_Work to be completed_
Reproduce the listing below exactly, minus its pictures.

_Given entries_
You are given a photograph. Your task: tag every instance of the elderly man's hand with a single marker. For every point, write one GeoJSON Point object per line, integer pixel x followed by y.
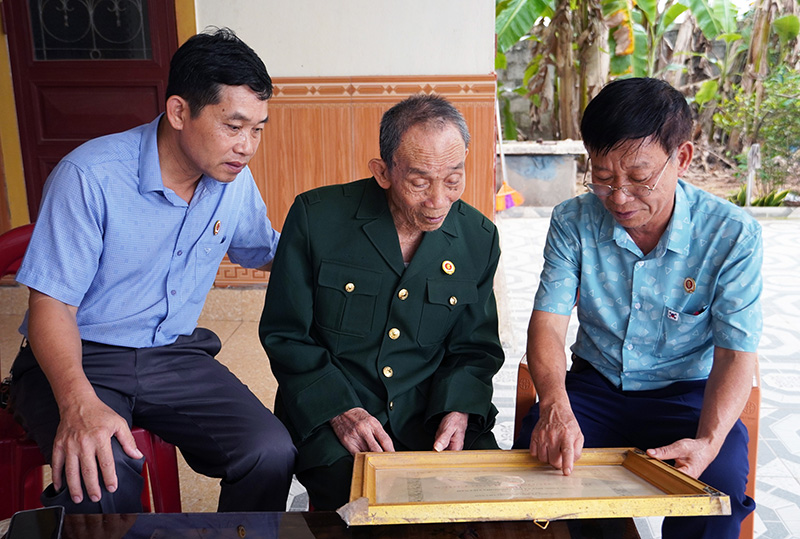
{"type": "Point", "coordinates": [557, 438]}
{"type": "Point", "coordinates": [83, 441]}
{"type": "Point", "coordinates": [691, 456]}
{"type": "Point", "coordinates": [360, 431]}
{"type": "Point", "coordinates": [451, 431]}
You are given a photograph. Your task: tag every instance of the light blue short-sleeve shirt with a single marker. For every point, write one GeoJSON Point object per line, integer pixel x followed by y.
{"type": "Point", "coordinates": [135, 258]}
{"type": "Point", "coordinates": [646, 321]}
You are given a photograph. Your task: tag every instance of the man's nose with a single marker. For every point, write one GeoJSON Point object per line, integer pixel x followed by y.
{"type": "Point", "coordinates": [438, 195]}
{"type": "Point", "coordinates": [246, 145]}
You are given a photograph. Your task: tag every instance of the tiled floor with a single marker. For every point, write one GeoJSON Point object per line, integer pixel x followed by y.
{"type": "Point", "coordinates": [233, 314]}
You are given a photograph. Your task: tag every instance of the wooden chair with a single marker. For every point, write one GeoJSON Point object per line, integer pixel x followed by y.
{"type": "Point", "coordinates": [21, 461]}
{"type": "Point", "coordinates": [526, 397]}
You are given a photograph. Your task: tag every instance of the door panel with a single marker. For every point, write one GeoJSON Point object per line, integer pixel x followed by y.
{"type": "Point", "coordinates": [81, 69]}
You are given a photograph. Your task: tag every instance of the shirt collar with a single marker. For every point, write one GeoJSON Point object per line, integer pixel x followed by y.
{"type": "Point", "coordinates": [149, 166]}
{"type": "Point", "coordinates": [679, 230]}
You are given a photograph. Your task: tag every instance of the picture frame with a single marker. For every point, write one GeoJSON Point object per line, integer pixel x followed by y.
{"type": "Point", "coordinates": [469, 486]}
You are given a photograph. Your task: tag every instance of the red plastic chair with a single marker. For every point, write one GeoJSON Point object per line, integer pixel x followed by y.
{"type": "Point", "coordinates": [21, 461]}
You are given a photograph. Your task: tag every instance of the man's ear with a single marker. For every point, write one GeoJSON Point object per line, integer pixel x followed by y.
{"type": "Point", "coordinates": [177, 111]}
{"type": "Point", "coordinates": [381, 172]}
{"type": "Point", "coordinates": [684, 153]}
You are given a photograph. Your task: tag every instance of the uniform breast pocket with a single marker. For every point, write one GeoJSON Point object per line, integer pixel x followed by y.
{"type": "Point", "coordinates": [444, 300]}
{"type": "Point", "coordinates": [345, 298]}
{"type": "Point", "coordinates": [682, 333]}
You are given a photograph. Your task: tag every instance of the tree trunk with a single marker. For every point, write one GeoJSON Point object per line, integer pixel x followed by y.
{"type": "Point", "coordinates": [592, 53]}
{"type": "Point", "coordinates": [683, 43]}
{"type": "Point", "coordinates": [565, 71]}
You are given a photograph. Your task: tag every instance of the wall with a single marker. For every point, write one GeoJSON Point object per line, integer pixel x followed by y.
{"type": "Point", "coordinates": [323, 38]}
{"type": "Point", "coordinates": [337, 66]}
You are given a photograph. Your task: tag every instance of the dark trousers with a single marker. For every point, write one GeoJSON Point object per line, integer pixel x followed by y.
{"type": "Point", "coordinates": [610, 417]}
{"type": "Point", "coordinates": [185, 396]}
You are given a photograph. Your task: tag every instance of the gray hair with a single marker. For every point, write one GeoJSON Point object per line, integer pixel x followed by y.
{"type": "Point", "coordinates": [417, 109]}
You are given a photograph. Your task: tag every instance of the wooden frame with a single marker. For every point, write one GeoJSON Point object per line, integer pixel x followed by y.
{"type": "Point", "coordinates": [655, 488]}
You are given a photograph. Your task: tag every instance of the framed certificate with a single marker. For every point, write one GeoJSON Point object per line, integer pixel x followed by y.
{"type": "Point", "coordinates": [419, 486]}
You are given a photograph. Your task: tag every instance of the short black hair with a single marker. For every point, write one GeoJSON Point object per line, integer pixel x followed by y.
{"type": "Point", "coordinates": [417, 109]}
{"type": "Point", "coordinates": [636, 108]}
{"type": "Point", "coordinates": [211, 59]}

_Task response_
You are given a photograph. Your task: tag every instance of the elderly man's hand with a single marker. For every point, write one GeoJSON Point object per line, integer pixel x followed by y.
{"type": "Point", "coordinates": [557, 438]}
{"type": "Point", "coordinates": [83, 441]}
{"type": "Point", "coordinates": [691, 456]}
{"type": "Point", "coordinates": [360, 431]}
{"type": "Point", "coordinates": [451, 431]}
You are given a photograph. Your task: tag every instance of the light blue short-sleeve shirt with a single marker. For every point, write one GeoJSON Point object per line, integer pixel x followed by y.
{"type": "Point", "coordinates": [135, 258]}
{"type": "Point", "coordinates": [646, 321]}
You are given a photograph. Your task: tag every instance of the man's nose with a single marker. For every point, write one GeoJSON Point object per line, integer pixel x followed by y.
{"type": "Point", "coordinates": [438, 195]}
{"type": "Point", "coordinates": [246, 145]}
You are given a photograph. Your task: tag every instance of the tiled floor with a single marker. For every point, write one GeoJSON Point object per line, integer pixel x followed by y.
{"type": "Point", "coordinates": [233, 314]}
You are given a photograph. Your task: tag every instance of the wooden chair with a single marker. For every point, write one GeoJSON Point object per line, integer pixel x followed by y.
{"type": "Point", "coordinates": [21, 461]}
{"type": "Point", "coordinates": [526, 397]}
You are given a photograph. Your task: tag every instance of the door panel with a single marker. For every point, write one GeoJSON Point object per line, integer pixel x followed by y.
{"type": "Point", "coordinates": [81, 69]}
You are given a photograph. Your task: tag every instance of the shirt collar with a single marker. For every point, write one GeoJSON Point object per line, integer pixel x followed by y.
{"type": "Point", "coordinates": [149, 166]}
{"type": "Point", "coordinates": [679, 230]}
You are given a photograph. Your task: tag every instance of the picture frame with a single marker. For every point, write one GeoJSON Point object per line, integer pixel x followed by y.
{"type": "Point", "coordinates": [469, 486]}
You are given a photograph. Your task: tag every instance of the red plastic chair with a single marker. For every point, write one GeoJSON Point object per line, integer pixel x followed by y.
{"type": "Point", "coordinates": [21, 461]}
You are given a photograph. Your task: tag every instance of the man's ear with a single marker. For every point, write one GeoJSON Point object per line, integer pixel x followed by y.
{"type": "Point", "coordinates": [177, 111]}
{"type": "Point", "coordinates": [381, 172]}
{"type": "Point", "coordinates": [684, 153]}
You are given a photograph. Your task: tag every instance of the uniform breast pocket with a single marker. For every point, write one GeoJSON Point object per line, integer pixel x followed by y.
{"type": "Point", "coordinates": [444, 300]}
{"type": "Point", "coordinates": [345, 298]}
{"type": "Point", "coordinates": [682, 333]}
You are given a photograph. Your task: tag every instance of the tree trunk with a single marker. For every point, write one GeoJSON Point object per line, integer pixel x followed by y.
{"type": "Point", "coordinates": [592, 53]}
{"type": "Point", "coordinates": [683, 43]}
{"type": "Point", "coordinates": [565, 71]}
You are given a photograph. Your task: tag every instance of the wall with a single marker. For every point, write one GeoJSON Point object per line, integer pixel x followed by y.
{"type": "Point", "coordinates": [323, 38]}
{"type": "Point", "coordinates": [337, 66]}
You are given a photograph. Your task: tag every instance of the dark trousers with a single marker. For every point, write one GeoJSON Point object per line, integer pixel x followed by y.
{"type": "Point", "coordinates": [610, 417]}
{"type": "Point", "coordinates": [185, 396]}
You are given a photograph. Your task: tag every instance of the gray hair with a single marker. For every point, write one GeoJSON Point object per line, integer pixel x followed by y.
{"type": "Point", "coordinates": [417, 109]}
You are given a photograph. Your task: tag every instance of the wooden frame with a single marker. For every point, write one GeoJSON Point object per line, integer pixel x followed by y.
{"type": "Point", "coordinates": [655, 488]}
You are given a photograph. Your task: tag every instance of the framed certificate with a single marker. For every point, write one GeoJSON Point object per line, integer pixel x followed by y.
{"type": "Point", "coordinates": [419, 486]}
You are given a photograph. Your task: tag every instance of the short black hair with a single marker. For every point, write one GeoJSON Point object per line, integer pixel x followed by y.
{"type": "Point", "coordinates": [417, 109]}
{"type": "Point", "coordinates": [636, 108]}
{"type": "Point", "coordinates": [211, 59]}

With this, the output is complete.